Travail demandé -
• a. Dans l'extrait sur les centres de traitement des déchets, recopiez mot pour mot le passage qui commence par les mots contenant "Les syndicats départementaux" et se termine par "pointe la Cour.".
• b. D'après l'extrait sur les centres de traitement des déchets, quels pays la Cour cite-t-elle comme les plus avancés pour le traitement ?

Extrait de page -
.....
Des centres de traitement en quête d'investissements pour leur modernisation

Les syndicats départementaux de traitement sont pour leur part confrontés au "défi de la modernisation des installations", relèvent les magistrats. Si les installations de stockage ont déjà été renouvelées, les centres de tri doivent encore être adaptés et automatisés pour assurer le tri à la source des déchets plastiques et organiques, le nombre de plateformes de compostage et de méthanisation doit être augmenté et les installations de valorisation énergétique doivent être adaptées aux nouvelles normes européennes. "Un chemin significatif reste à parcourir pour rejoindre le niveau de traitement des pays les plus avancés, comme l’Allemagne, l’Autriche, les Pays-Bas et les pays scandinaves et surtout atteindre les objectifs fixés par le code de l’environnement", pointe la Cour.

Cette évolution implique selon elle que les opérateurs atteignent une "taille suffisante" pour réaliser des économies d’échelle et pour mutualiser les coûts d’exploitation et d’amortissement. Or, estime-t-elle, les syndicats de traitement ne disposent "ni des capacités financières et techniques ni du périmètre géographique adéquat pour faire face à ces investissements de modernisation, en assurer la gestion et les répartir sur le territoire de manière à assurer un bon équilibre entre proximité et efficacité dans la gestion des flux de déchets".
.....
Données fournies -
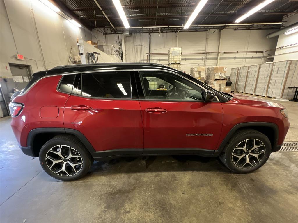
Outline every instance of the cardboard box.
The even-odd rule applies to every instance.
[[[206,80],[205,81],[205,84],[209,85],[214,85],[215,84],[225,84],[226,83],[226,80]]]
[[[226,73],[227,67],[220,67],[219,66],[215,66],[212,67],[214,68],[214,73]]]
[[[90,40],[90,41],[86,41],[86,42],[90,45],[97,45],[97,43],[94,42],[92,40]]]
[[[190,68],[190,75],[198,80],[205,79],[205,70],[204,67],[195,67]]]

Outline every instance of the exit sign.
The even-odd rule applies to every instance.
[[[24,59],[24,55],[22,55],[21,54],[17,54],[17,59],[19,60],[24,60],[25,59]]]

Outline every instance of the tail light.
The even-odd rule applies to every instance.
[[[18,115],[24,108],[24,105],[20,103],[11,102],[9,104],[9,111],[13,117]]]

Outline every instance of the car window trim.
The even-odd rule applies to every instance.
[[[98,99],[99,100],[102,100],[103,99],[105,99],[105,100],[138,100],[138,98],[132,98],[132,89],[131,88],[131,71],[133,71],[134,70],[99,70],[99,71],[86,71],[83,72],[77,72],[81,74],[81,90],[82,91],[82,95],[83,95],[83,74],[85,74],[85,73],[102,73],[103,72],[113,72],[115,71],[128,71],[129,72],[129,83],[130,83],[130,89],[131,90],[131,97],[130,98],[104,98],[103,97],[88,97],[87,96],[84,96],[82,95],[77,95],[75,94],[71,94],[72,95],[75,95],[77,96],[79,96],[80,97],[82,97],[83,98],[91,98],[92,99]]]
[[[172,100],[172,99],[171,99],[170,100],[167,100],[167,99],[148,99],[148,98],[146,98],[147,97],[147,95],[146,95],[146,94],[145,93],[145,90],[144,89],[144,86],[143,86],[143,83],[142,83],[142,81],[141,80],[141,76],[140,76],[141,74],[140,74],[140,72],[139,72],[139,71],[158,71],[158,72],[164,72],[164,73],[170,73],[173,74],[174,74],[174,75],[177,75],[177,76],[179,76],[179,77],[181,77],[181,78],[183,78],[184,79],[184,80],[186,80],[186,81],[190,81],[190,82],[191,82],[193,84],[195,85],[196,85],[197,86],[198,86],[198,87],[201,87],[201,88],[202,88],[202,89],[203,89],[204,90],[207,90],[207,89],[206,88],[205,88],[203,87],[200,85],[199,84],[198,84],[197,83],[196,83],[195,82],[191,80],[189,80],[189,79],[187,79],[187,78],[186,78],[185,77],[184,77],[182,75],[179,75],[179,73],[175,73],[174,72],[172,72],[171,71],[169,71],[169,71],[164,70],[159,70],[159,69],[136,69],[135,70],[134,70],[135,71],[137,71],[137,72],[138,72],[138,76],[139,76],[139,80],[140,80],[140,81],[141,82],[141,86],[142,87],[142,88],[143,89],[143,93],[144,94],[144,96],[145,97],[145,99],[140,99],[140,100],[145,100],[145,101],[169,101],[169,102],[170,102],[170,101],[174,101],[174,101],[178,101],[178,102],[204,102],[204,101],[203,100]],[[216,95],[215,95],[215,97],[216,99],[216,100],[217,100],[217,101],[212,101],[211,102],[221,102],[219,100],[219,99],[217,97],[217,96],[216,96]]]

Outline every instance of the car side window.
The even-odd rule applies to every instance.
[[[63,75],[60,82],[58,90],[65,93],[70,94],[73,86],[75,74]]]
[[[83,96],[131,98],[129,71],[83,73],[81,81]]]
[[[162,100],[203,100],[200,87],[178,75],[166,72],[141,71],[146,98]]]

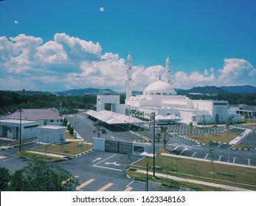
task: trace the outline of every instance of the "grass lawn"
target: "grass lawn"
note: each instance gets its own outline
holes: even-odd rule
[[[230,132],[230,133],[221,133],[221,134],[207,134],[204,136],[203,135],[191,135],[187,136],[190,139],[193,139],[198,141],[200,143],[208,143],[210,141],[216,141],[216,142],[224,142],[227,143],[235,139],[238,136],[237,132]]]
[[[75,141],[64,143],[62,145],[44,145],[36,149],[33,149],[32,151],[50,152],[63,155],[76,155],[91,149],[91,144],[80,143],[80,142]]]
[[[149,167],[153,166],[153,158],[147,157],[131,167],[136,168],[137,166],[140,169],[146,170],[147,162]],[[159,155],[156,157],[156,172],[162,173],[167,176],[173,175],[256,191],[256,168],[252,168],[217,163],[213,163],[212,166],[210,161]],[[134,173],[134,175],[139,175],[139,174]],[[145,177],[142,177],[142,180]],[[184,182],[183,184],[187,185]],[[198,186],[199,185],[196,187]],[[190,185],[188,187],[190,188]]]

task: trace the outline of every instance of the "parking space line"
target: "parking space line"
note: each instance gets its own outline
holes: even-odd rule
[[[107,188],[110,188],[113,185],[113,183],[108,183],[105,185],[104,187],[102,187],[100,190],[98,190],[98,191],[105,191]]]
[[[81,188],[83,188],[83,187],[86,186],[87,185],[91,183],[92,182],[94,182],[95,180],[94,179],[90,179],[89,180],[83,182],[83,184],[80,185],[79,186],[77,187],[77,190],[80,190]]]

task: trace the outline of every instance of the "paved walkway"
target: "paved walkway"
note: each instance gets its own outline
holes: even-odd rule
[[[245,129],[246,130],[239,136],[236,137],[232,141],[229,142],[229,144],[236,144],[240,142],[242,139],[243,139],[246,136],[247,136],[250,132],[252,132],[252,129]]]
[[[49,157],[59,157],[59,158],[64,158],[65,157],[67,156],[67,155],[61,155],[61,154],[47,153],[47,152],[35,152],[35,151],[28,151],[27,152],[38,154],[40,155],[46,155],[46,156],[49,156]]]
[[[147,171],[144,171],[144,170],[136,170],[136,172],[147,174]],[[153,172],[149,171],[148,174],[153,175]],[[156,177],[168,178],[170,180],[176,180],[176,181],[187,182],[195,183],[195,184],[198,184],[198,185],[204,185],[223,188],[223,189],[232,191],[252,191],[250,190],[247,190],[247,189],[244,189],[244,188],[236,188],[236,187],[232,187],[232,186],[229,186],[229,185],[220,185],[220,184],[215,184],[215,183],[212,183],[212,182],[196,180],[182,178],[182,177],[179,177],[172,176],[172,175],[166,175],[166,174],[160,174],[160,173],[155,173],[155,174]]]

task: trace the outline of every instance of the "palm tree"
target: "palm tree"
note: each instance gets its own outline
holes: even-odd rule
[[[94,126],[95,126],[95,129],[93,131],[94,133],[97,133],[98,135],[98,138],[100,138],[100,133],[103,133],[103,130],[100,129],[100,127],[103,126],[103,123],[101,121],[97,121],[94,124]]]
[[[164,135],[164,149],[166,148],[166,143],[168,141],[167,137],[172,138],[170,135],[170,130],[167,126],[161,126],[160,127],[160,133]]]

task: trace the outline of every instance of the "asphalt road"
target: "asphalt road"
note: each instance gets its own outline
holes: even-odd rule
.....
Corrigé des exercices -
• a.
Les syndicats départementaux de traitement sont pour leur part confrontés au "défi de la modernisation des installations", relèvent les magistrats. Si les installations de stockage ont déjà été renouvelées, les centres de tri doivent encore être adaptés et automatisés pour assurer le tri à la source des déchets plastiques et organiques, le nombre de plateformes de compostage et de méthanisation doit être augmenté et les installations de valorisation énergétique doivent être adaptées aux nouvelles normes européennes. "Un chemin significatif reste à parcourir pour rejoindre le niveau de traitement des pays les plus avancés, comme l’Allemagne, l’Autriche, les Pays-Bas et les pays scandinaves et surtout atteindre les objectifs fixés par le code de l’environnement", pointe la Cour.

• b. L'Allemagne, l'Autriche, les Pays-Bas et les pays scandinaves.